Requirements: Copy every line of the records below word for word, but leave out the pictures.

Available records:
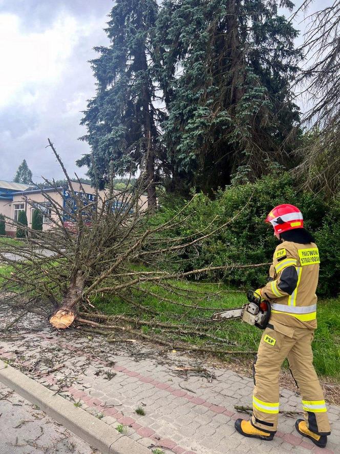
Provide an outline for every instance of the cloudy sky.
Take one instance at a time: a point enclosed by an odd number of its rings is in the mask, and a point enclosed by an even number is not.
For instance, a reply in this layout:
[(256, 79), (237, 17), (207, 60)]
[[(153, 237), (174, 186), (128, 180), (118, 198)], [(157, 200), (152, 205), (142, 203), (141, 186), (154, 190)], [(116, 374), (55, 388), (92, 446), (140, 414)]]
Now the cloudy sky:
[[(327, 0), (326, 0), (327, 1)], [(301, 4), (301, 2), (296, 2)], [(314, 7), (324, 2), (316, 0)], [(106, 45), (112, 0), (0, 0), (0, 179), (26, 159), (34, 180), (62, 177), (54, 143), (70, 172), (88, 151), (77, 138), (81, 111), (95, 93), (88, 61)], [(303, 25), (299, 25), (302, 28)]]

Correct output:
Provide an outline for every instance of the cloudy sky.
Take one instance at a time: a point enclosed by an odd number of its rings is in the mask, and a point enclosed by an even number is not.
For instance, a reply in this layout:
[(256, 79), (237, 17), (207, 60)]
[[(153, 237), (174, 186), (128, 180), (118, 198)], [(157, 200), (152, 205), (142, 203), (141, 186), (154, 190)], [(116, 374), (55, 388), (92, 446), (140, 414)]]
Now the cloudy sky:
[[(327, 0), (326, 0), (327, 1)], [(301, 4), (301, 2), (296, 2)], [(314, 7), (324, 2), (316, 0)], [(106, 45), (112, 0), (0, 0), (0, 179), (26, 159), (34, 180), (62, 177), (54, 143), (70, 172), (88, 151), (77, 138), (81, 111), (95, 93), (88, 61)], [(303, 25), (299, 25), (302, 28)]]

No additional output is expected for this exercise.